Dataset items
— begin —

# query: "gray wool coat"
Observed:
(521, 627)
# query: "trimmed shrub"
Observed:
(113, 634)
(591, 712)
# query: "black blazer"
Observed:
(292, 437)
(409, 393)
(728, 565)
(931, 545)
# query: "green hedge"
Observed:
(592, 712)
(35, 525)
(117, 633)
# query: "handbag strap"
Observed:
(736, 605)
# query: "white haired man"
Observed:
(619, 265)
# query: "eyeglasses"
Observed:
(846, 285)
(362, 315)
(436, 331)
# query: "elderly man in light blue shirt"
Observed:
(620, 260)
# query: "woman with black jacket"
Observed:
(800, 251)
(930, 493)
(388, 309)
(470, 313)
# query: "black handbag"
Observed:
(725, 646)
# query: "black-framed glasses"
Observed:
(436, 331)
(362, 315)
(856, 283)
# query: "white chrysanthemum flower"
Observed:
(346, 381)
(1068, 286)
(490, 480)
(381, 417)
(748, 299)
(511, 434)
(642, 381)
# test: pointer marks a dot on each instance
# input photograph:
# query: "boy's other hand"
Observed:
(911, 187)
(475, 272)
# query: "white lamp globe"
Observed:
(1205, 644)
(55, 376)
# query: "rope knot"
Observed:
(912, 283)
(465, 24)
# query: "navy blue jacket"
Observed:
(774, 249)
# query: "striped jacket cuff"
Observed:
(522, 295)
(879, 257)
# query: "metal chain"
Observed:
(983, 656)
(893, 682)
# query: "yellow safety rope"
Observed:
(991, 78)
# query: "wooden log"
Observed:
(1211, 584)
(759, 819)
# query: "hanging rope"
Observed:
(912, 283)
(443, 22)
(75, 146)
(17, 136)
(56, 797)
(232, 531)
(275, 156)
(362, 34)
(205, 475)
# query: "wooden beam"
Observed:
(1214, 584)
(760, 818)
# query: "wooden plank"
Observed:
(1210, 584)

— end —

Directions for this task
Please restate the data word for word, every record included.

Answer to the problem
# query: "gray wool coat"
Observed:
(521, 627)
# query: "trimmed shrub"
Observed:
(113, 634)
(591, 712)
# query: "black blazer"
Observed:
(292, 437)
(409, 393)
(728, 565)
(931, 545)
# query: "green hedge"
Observed:
(592, 712)
(35, 525)
(117, 633)
# query: "handbag strap"
Observed:
(736, 605)
# query: "white haired man"
Observed:
(619, 265)
# query: "eyeglasses"
Observed:
(846, 285)
(362, 315)
(436, 331)
# query: "elderly man in light blue shirt"
Observed:
(620, 260)
# query: "woman with black jacket"
Observed:
(800, 251)
(930, 493)
(388, 309)
(470, 313)
# query: "black handbag"
Observed:
(725, 646)
# query: "black-framed glasses"
Observed:
(436, 331)
(362, 315)
(856, 283)
# query: "white chrysanthemum flower"
Observed:
(346, 381)
(1068, 286)
(490, 480)
(381, 417)
(748, 299)
(511, 434)
(642, 381)
# test: pointer marks a dot on each instance
# input photograph:
# query: "boy's other hand"
Observed:
(911, 187)
(475, 272)
# query: "white lamp globe"
Observed:
(1205, 644)
(55, 376)
# query: "rope knot"
Observed:
(912, 283)
(465, 24)
# query: "navy blue jacket"
Observed:
(774, 249)
# query: "striped jacket cuff"
Observed:
(522, 295)
(879, 257)
# query: "metal chain"
Observed:
(983, 656)
(893, 682)
# query: "yellow safety rope"
Observed:
(991, 78)
# query: "wooden log"
Observed:
(1211, 584)
(759, 819)
# query: "hanging rope"
Observed:
(912, 283)
(443, 22)
(75, 146)
(17, 136)
(56, 797)
(232, 531)
(275, 156)
(362, 34)
(205, 475)
# query: "wooden beam"
Observed:
(1214, 584)
(760, 818)
# query: "wooden plank"
Observed:
(1210, 584)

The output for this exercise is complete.